Count the lines in the material below that contain the string "windshield", matching case exactly, and reply with only that number.

[Data lines]
========================
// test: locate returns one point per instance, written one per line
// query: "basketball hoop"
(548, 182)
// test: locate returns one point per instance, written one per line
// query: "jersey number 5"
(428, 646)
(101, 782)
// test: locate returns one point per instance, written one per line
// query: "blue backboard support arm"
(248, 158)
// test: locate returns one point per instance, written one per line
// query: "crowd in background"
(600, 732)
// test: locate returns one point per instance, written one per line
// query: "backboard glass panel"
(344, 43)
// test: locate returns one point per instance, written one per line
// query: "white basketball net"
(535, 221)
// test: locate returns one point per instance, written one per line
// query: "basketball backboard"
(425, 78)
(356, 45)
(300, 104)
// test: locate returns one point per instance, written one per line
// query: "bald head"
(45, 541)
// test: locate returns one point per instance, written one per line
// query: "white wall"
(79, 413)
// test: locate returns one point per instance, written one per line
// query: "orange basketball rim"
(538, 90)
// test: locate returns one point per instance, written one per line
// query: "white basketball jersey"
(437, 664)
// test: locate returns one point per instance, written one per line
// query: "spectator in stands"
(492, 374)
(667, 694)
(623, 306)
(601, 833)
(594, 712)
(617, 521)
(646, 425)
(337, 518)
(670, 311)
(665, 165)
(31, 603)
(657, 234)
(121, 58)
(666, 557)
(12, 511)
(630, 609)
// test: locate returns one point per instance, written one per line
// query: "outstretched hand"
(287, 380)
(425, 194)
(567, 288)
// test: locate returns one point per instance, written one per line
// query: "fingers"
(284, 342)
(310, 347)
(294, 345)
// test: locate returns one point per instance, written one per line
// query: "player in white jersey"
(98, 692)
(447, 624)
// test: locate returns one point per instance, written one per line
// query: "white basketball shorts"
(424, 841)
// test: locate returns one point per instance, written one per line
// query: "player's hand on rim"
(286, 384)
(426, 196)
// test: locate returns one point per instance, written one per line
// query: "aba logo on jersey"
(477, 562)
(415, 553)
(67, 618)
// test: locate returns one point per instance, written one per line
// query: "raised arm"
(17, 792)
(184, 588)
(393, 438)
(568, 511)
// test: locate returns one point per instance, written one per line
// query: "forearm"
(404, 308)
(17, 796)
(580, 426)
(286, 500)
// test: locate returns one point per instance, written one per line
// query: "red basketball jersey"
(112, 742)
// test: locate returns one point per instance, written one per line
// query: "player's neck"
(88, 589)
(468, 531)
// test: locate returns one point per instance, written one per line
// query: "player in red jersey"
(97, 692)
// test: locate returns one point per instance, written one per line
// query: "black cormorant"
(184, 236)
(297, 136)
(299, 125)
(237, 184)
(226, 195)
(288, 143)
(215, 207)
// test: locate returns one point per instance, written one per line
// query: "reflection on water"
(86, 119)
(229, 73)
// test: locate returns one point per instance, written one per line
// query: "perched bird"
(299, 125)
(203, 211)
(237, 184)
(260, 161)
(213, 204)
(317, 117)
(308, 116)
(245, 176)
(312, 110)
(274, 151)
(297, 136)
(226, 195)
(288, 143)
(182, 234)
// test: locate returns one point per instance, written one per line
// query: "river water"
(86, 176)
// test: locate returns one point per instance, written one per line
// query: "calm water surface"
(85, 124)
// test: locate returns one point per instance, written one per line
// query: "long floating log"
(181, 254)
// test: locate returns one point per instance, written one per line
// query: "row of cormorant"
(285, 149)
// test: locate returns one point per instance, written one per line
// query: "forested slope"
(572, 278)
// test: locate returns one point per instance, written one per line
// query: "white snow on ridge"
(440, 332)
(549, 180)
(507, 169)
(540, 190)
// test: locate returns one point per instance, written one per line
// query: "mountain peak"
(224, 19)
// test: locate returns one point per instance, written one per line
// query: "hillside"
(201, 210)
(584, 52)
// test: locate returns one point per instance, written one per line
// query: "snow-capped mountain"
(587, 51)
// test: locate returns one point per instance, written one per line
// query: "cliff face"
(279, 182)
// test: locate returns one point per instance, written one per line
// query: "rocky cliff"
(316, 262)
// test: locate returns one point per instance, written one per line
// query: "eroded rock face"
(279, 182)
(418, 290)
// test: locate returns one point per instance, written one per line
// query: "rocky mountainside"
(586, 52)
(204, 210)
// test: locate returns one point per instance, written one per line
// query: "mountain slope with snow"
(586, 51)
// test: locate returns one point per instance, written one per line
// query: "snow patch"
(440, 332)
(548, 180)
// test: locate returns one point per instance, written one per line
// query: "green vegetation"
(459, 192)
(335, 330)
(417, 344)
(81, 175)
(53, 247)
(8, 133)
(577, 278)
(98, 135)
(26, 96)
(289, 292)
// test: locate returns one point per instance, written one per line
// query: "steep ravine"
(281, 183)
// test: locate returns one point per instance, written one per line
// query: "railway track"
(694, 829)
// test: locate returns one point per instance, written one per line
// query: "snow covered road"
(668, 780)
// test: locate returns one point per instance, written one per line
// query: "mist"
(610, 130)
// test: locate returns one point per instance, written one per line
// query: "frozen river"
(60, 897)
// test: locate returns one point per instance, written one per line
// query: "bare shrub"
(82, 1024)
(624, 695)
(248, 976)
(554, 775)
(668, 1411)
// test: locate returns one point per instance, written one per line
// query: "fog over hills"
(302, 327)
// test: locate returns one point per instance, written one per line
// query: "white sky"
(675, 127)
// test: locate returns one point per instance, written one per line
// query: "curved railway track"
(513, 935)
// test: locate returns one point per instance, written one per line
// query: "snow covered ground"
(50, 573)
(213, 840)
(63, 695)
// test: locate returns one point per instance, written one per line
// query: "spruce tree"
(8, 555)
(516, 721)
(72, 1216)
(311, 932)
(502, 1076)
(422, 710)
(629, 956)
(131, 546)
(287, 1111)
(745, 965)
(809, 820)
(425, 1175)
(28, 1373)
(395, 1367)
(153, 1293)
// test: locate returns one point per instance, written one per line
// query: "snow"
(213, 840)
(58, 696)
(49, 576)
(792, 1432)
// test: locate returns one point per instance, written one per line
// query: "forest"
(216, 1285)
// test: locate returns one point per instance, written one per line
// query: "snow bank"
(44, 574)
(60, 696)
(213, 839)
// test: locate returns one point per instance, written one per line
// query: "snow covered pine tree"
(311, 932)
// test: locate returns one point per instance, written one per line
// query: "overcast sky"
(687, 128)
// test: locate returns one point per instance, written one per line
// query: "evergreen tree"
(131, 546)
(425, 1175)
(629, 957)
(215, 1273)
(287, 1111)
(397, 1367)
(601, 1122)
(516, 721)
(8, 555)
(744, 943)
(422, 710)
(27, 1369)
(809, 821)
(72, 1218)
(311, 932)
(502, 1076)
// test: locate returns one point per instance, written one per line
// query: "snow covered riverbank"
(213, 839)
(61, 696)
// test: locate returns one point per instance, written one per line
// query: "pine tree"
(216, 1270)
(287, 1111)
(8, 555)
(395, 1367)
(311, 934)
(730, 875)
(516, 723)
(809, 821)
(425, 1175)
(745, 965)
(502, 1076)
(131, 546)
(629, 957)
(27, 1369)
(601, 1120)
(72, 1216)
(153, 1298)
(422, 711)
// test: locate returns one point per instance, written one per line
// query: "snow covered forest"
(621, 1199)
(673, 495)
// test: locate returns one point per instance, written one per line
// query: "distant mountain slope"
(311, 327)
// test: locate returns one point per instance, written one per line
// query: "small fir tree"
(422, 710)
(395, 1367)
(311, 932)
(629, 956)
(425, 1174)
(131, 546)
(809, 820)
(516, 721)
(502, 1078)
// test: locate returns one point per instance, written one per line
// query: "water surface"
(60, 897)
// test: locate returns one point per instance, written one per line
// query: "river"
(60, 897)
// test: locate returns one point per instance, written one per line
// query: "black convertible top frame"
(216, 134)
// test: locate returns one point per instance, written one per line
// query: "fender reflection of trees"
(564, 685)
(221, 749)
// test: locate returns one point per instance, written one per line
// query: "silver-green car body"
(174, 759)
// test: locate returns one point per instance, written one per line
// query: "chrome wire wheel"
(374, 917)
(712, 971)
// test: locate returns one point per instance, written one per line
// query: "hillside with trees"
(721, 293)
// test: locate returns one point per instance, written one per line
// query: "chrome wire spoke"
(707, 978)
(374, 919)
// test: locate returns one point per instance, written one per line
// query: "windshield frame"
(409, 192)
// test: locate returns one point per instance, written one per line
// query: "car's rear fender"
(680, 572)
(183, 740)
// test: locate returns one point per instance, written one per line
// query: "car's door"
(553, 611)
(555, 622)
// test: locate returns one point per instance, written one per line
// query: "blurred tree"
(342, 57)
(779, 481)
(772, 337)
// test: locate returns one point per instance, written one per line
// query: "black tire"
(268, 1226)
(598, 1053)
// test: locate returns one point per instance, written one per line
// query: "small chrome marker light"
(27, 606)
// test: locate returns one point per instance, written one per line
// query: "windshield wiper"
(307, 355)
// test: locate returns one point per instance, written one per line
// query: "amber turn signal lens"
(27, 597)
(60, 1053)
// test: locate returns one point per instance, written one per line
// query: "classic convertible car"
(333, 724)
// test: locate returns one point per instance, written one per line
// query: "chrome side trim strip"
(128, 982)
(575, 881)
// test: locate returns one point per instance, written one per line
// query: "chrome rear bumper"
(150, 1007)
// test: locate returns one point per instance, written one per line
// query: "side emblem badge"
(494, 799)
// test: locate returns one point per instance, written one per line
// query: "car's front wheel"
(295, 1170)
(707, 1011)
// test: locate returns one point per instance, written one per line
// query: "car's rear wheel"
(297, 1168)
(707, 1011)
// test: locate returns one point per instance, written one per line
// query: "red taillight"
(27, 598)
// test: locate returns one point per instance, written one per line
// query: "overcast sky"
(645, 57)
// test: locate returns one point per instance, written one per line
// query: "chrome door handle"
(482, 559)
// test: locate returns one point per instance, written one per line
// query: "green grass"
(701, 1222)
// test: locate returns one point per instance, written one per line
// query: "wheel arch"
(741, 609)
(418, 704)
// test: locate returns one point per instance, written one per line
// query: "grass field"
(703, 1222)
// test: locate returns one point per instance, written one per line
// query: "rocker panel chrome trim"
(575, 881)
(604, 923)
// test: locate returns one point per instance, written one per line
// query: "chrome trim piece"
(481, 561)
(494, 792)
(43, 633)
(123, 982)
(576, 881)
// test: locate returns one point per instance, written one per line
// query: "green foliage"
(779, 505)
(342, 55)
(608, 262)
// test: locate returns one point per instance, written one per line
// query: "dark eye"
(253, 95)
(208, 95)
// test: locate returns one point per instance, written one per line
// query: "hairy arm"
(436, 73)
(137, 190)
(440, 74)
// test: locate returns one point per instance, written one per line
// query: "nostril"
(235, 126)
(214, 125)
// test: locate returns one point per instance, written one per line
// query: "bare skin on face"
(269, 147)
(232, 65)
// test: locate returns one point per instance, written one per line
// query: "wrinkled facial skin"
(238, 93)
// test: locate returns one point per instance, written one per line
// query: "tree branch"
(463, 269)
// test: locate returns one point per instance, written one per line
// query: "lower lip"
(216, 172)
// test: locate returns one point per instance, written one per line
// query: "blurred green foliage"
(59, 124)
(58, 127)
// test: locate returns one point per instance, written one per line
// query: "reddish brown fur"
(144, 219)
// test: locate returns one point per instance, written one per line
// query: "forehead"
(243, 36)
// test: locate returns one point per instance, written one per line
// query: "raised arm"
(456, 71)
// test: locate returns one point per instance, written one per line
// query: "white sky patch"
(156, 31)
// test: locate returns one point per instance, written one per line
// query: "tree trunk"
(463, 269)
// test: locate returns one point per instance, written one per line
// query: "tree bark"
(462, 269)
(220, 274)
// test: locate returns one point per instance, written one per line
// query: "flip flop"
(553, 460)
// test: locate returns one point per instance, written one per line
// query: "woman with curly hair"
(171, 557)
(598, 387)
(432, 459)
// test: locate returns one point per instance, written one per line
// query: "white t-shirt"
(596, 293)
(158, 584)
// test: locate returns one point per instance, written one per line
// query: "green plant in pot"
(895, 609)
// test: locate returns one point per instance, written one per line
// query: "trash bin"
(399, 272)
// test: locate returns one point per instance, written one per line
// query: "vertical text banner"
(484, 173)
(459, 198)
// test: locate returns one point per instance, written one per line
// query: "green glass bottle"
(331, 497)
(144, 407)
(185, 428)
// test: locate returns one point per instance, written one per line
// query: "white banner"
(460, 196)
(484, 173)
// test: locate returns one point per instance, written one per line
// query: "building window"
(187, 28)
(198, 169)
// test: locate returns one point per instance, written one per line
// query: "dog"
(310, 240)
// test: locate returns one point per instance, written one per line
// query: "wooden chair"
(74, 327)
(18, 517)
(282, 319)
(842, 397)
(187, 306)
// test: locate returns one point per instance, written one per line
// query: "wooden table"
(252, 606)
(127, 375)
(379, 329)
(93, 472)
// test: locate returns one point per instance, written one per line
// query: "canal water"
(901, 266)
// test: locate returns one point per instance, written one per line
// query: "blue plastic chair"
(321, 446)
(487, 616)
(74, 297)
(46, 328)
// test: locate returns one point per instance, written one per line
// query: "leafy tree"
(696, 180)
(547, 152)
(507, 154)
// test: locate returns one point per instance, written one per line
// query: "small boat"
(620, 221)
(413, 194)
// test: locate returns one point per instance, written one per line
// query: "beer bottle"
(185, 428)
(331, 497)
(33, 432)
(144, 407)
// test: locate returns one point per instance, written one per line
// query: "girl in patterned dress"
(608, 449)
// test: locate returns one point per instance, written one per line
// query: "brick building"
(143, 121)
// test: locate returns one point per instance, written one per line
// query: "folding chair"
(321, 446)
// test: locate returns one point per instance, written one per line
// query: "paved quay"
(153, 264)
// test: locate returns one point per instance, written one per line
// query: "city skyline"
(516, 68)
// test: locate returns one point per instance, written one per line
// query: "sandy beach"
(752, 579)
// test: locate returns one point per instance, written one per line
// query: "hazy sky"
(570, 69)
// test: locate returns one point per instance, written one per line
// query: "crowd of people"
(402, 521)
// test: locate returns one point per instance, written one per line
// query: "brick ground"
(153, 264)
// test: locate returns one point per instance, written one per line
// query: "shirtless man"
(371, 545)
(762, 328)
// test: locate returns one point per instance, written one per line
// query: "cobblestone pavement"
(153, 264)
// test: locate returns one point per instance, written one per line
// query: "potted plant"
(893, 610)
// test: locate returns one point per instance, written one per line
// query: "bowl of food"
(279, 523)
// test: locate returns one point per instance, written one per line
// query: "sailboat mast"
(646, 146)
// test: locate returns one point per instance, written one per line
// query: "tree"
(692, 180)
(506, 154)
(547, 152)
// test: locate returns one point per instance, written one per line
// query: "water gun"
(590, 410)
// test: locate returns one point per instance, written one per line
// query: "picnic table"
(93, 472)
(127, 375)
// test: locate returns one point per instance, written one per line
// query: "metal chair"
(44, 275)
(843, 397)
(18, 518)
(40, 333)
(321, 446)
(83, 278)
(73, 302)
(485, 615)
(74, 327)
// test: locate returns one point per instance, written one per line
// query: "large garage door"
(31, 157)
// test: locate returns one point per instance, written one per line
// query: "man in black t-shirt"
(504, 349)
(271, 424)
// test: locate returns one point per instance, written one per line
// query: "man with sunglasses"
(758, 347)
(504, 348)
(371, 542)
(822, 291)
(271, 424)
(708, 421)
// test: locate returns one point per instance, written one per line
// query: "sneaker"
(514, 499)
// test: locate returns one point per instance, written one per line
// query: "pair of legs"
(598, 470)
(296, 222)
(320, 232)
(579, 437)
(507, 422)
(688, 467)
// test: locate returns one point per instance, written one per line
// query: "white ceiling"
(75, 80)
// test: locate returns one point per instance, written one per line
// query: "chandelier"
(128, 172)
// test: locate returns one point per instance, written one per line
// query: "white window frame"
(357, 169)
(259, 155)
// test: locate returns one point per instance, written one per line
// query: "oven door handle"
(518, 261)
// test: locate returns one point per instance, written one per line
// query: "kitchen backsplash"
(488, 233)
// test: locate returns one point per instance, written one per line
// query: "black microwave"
========================
Solution to this exercise
2